Text section:
————————
Archived Voice Articles
Education students better understand poverty
By Jane Ver Steeg
What is it like to live in poverty? Over 100 students at Dordt College got a taste of the daily challenges faced by thirty-seven million Americans by participating in a poverty simulation on November 6.
Presented by Iowa State University Family Life field specialist Rhonda Rosenboom, and Sioux County Extension education director Cheryl Heronemus, the “State of Poverty Welfare Simulation” was sponsored by the Dordt College FACT Club (Future Active Christian Teachers) and included students majoring in education, social work, youth ministries, and other career programs at Dordt.
Big Dave's Pawnshop was a popular location in the poverty simulation at Dordt College, as students tried to sell their limited "possessions" to come up with enough cash to pay for family necessities.
The exercise was designed to help participants begin to understand what it might be like to live in a typical low-income family, trying to survive from month to month. The goal was to sensitize participants to the realities faced by low-income families.
Dordt’s 115 student participants were assigned a role in a “family” for the three-hour simulation. Family members attempted to provide basic necessities and shelter during four fifteen-minute “weeks.” Each family was assigned different circumstances: some were newly unemployed, some recently deserted by the primary wage-earner, others were disabled or senior citizens.
Surrounding the meeting room were tables of volunteer staffers, who represented community resources and services (a grocery store, food pantry, bank, employment office, welfare office, pawnbroker, etc.). Throughout the simulation, students encountered the same challenges many families face daily: choosing between paying the mortgage or eating; not having the funds to pay for medicine; waiting in long lines for services; and turning to crime when there seems to be no other way out.
————————
Exercises:
**A)** According to the poverty simulation article, how many student participants took part at Dordt?
**B)** Extend the poverty simulation article, picking up after its last sentence.
The records below have no connection to the article about the poverty simulation.

Data records:
————————
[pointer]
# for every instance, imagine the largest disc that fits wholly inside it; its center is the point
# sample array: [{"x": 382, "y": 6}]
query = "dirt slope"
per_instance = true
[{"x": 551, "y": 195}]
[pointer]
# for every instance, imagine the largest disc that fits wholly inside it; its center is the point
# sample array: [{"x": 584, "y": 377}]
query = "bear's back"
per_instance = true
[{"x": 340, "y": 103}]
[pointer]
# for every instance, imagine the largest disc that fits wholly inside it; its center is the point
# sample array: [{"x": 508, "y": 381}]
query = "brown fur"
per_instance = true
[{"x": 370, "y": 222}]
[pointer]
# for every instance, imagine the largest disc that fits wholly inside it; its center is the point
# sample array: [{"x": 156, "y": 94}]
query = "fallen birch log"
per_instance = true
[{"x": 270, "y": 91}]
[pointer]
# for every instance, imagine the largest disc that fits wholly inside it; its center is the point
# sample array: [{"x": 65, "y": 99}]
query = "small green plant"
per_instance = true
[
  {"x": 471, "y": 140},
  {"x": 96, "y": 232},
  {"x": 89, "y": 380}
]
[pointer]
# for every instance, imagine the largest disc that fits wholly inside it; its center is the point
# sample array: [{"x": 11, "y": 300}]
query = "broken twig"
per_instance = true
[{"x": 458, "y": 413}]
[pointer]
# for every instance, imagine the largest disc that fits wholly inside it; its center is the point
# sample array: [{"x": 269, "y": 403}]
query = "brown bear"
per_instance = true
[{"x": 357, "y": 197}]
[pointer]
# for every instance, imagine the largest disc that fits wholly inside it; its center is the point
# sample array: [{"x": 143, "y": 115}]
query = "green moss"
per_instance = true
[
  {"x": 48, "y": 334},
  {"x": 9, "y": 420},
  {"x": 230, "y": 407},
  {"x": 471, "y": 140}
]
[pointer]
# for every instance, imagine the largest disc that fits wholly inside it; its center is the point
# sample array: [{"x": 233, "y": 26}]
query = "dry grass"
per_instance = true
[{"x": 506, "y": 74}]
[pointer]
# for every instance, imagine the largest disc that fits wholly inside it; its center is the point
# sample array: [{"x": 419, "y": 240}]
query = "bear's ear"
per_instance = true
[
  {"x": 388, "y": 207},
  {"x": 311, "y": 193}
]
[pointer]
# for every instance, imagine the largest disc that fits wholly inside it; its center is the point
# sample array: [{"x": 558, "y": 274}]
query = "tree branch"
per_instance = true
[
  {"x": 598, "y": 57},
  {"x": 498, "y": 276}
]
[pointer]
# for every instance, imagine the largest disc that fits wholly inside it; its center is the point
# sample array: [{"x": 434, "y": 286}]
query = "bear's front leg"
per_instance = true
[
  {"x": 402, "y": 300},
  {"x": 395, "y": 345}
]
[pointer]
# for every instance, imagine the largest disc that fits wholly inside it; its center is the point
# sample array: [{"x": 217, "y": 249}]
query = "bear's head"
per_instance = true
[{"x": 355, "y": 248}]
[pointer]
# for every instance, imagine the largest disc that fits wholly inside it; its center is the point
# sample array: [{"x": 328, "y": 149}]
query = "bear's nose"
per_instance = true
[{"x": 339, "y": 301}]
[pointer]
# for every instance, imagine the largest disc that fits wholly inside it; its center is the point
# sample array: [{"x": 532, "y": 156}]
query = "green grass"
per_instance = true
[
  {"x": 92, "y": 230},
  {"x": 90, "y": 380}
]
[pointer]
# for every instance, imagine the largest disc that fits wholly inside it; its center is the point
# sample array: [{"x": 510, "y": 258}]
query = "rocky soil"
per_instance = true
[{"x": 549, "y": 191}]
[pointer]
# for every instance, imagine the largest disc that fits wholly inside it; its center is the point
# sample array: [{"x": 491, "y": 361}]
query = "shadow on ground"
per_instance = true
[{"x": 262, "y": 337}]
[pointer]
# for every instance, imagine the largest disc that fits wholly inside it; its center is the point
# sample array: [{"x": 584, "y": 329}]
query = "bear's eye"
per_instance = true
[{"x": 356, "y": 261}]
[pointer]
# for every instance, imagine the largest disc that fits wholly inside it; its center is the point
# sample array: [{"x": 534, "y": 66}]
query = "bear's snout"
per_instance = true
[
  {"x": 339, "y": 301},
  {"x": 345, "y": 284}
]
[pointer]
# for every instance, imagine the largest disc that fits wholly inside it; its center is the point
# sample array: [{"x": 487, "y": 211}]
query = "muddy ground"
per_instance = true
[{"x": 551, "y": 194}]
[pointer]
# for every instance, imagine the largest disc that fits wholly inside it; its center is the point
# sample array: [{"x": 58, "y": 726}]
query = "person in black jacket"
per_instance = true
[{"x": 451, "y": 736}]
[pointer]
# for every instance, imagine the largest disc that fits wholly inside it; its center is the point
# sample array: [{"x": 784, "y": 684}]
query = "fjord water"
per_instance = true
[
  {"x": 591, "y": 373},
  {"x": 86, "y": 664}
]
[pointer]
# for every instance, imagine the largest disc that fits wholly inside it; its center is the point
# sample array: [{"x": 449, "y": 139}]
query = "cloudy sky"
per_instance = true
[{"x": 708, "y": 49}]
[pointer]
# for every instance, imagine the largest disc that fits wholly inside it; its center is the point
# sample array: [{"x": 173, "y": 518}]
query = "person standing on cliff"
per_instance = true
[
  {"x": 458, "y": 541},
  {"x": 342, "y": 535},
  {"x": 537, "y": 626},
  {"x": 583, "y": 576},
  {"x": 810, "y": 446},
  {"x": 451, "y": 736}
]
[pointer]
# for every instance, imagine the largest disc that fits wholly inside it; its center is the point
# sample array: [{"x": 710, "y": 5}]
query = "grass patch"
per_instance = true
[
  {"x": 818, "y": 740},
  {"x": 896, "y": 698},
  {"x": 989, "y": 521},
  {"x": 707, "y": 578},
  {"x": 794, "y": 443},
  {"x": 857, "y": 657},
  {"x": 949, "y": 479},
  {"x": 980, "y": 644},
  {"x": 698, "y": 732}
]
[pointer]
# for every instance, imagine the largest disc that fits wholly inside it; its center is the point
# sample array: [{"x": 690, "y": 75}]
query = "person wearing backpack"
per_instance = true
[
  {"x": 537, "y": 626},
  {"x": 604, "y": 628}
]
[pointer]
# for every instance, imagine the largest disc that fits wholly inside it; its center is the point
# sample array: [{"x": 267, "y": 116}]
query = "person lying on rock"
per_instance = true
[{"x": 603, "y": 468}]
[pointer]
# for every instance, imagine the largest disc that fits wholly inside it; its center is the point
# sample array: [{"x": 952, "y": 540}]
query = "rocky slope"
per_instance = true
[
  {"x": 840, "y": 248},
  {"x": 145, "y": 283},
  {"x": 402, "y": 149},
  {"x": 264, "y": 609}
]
————————
Answers to the problems:
**A)** 115 students took part.

**B)**
“I thought of myself and Zelda (the wife assigned during the simulation) as moral people, but around the third week when we hadn’t eaten, we went from being civilized to looking to take advantage of others,” recalls one student assigned the role of a seventy-five-year-old man. He was not alone. In discussion time following the simulation, many students confessed that, as their situations became more desperate, they
were drawn into illegal activities such as dealing drugs and stealing from others to avoid losing their homes and to feed their families.
"Frustrated, helpless, and overwhelmed" summed up the students’ reactions to the simulation. But family life specialist Rhonda Rosenboom said she was impressed with the creative solutions at which some students arrived to successfully endure their month of simulated poverty.
Many participants said their attitudes toward the poor were affected by the simulation. The county extension education director challenged education majors to remember this experience as they become teachers. “Some families may need to choose between a meal or the money for a fieldtrip. Sometimes those children that habitually ‘forget’ their cap or gloves may actually not have the funds to buy them,” commented Heronemus.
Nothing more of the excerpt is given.